[Gekozen fragment]
┄┄┄┄┄┄┄┄┄┄
De Surinaamse jungle is een schatkamer van medicinale planten waarvan het effect wetenschappelijk vaststaat. Hoe ze precies werken weten alleen medicijnmannen. Naar die kennis speurt de farmaceutische industrie het oerwoud af. Suriname telt minstens zesduizend medicinale planten. De meeste zijn reeds geregistreerd bij het herbarium van de universiteit in Paramaribo. Het is bescheiden begin van wat kan uitgroeien tot een gigantische nationale industrie. Het besef groeit dat deze geneeskrachtige planten een waardevolle aanvulling kunnen zijn op de westerse geneeskunde. En dus neemt de belangstelling toe. Niet alleen van patiënten, maar ook van de medisch-wetenschappelijke wereld.
De Inheemsen, Marrons, en andere groepen van de samenleving hebben die kennis door de eeuwen heen weten op te bouwen. In sommige gevallen is er zelfs sprake van unieke kennis. De bewoners van de vaak afgelegen gebieden hebben meer vertrouwen in hun eigen traditionele medicijnen uit de natuur. Bovendien zijn er geen verzorgers of apotheken in die gebieden en moeten de mensen voor een medische behandeling helemaal naar Paramaribo.
Men denkt dat er ongeveer 245 soorten medicinale planten worden verhandeld, die jaarlijks een marktwaarde van ongeveer 1 miljoen US dollar vertegenwoordigen. Per jaar wordt 55 duizend kilo kruiden geëxporteerd naar Nederland, sommige kruiden komen diep uit het bos, maar de meeste planten groeien als onkruid rondom Paramaribo. Al decennialang bestudeert het Nationaal Herbarium in nederland, samen met het Nationaal Herbarium van de Anton de Kom Universiteit in Paramaribo, de flora van Suriname en inmiddels liggen zo’n 50.000 gedroogde exemplaren in Utrecht opgeslagen.
Er zijn verschillende medicijnmannen in Suriname, onder marrons, en ook onder indianen, Hindoestanen en Javanen. Ze hebben allemaal hun eigen planten, medicijnen en specialisme: van botziekten tot onvruchtbaarheid, van potentieklachten tot vrouwenkwalen. De marrons zijn meester in het mixen van kruiden voor het genezen van de meest ingewikkelde bot- en gewrichtsziekten. De kookpot van de medicijnman pruttelende vol met kruiden hij vertelt dat de exacte hoeveelheid van de afzonderlijke ingrediënten heel nauw luisterde. De ene plant heeft effect op de botgroei, een andere doet een schadelijke bijwerking teniet, en weer een andere zorgt voor het transport van de werkzame stof.
┄┄┄┄┄┄┄┄┄┄
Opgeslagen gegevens
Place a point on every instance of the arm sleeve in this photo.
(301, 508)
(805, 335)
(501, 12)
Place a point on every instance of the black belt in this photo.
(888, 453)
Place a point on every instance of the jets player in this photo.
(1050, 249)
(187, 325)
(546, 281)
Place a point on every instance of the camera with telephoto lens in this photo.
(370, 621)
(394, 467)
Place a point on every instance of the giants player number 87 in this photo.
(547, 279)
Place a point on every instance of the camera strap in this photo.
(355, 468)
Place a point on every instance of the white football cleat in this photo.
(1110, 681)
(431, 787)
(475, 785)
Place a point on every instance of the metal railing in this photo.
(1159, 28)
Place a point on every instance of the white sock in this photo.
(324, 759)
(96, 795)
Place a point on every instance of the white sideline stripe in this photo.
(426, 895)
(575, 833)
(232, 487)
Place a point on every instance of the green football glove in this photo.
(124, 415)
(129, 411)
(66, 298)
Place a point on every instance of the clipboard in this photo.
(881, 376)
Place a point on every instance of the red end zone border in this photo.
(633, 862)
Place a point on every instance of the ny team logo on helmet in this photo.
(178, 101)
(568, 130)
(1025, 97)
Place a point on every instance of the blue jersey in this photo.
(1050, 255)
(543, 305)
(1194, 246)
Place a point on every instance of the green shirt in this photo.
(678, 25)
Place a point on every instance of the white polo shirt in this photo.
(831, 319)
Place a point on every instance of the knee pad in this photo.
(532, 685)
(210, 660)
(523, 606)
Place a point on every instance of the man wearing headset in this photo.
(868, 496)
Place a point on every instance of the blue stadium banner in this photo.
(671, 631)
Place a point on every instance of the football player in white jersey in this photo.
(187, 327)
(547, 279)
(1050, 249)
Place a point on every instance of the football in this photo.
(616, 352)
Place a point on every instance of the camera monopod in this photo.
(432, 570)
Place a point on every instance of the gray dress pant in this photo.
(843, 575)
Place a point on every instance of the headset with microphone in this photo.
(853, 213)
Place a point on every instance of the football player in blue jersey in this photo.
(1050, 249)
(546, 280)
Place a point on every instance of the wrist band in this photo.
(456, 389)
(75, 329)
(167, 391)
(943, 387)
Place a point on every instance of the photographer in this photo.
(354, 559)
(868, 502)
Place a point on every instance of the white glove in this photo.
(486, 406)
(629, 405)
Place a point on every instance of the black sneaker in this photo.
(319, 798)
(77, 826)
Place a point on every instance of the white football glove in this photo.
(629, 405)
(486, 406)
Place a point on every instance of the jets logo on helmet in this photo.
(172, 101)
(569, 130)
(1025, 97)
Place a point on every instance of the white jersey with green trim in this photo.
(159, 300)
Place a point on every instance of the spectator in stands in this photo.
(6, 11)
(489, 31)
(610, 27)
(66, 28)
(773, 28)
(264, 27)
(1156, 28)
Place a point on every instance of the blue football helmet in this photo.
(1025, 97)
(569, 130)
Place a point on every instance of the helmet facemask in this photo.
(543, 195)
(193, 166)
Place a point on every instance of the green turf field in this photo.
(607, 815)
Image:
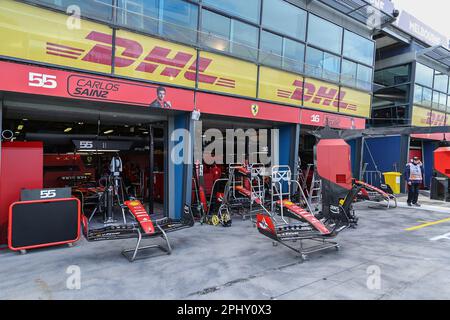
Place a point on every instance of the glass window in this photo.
(348, 74)
(293, 55)
(248, 9)
(271, 49)
(324, 34)
(358, 48)
(424, 75)
(393, 76)
(418, 90)
(215, 30)
(435, 103)
(225, 34)
(100, 9)
(364, 77)
(427, 96)
(440, 81)
(322, 64)
(442, 101)
(180, 20)
(285, 18)
(245, 40)
(139, 14)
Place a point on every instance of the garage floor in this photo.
(239, 263)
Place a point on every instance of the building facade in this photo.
(100, 68)
(411, 88)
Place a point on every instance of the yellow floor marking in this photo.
(427, 224)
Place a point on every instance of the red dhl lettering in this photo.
(433, 119)
(129, 51)
(323, 96)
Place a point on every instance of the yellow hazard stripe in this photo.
(427, 224)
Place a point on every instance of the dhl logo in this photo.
(434, 119)
(323, 96)
(102, 53)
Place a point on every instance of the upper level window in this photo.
(229, 35)
(324, 34)
(424, 75)
(356, 75)
(322, 64)
(284, 18)
(364, 77)
(247, 9)
(423, 96)
(175, 19)
(358, 48)
(99, 9)
(440, 81)
(393, 76)
(281, 52)
(179, 20)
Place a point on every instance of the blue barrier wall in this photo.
(355, 149)
(285, 146)
(386, 152)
┄┄┄┄┄┄┄┄┄┄
[Jouw opdracht] Pak de tekst over medicinale planten in Suriname weer op en schrijf verder vanaf de laatste zin.

[Antwoord bij opdracht]
Voor die kostbare kennis komt steeds meer belangstelling van westerse bedrijven. Zo doet het Amazon Conservation Team onderzoek naar geneeskrachtige planten in Suriname. Het Noord-Amerikaanse ACT probeert volgens hun mission statement, samen met de inheemse bevolking de biodiversiteit in tropisch Zuid-Amerika te onderzoeken én te behouden. Het gebeurt lang niet altijd dat de verdiensten daarvan terugvloeien naar de gemeenschap waar de plantenkennis vandaan komt. Ook grote Noord-Amerikaanse farmaceutische bedrijf Bristol-Myers-Squibb en de Organisaties als het World Wildlife Fund en Conservation International doen vergelijkbaar onderzoek en proberen de inheemse kennis vast te leggen. Maar iedereen lijkt angstvallig op zijn eentje te werken.
De natuur is de bron van alle geneesmiddelen. Denk aan morfine (uit papaver) en aan aspirine (uit wilgenbast). In één plant zitten duizenden stoffen. Slechts een klein deel van de geneeskrachtige planten is onderzocht op hun medicinale effect, dat sterk afhankelijk is van de toegepaste hoeveelheid. Een beetje meer en de stof werkt als gif. Wat indianen vroeger in hun pijlen deden, gebruiken anesthesisten nu in een kleinere hoeveelheid.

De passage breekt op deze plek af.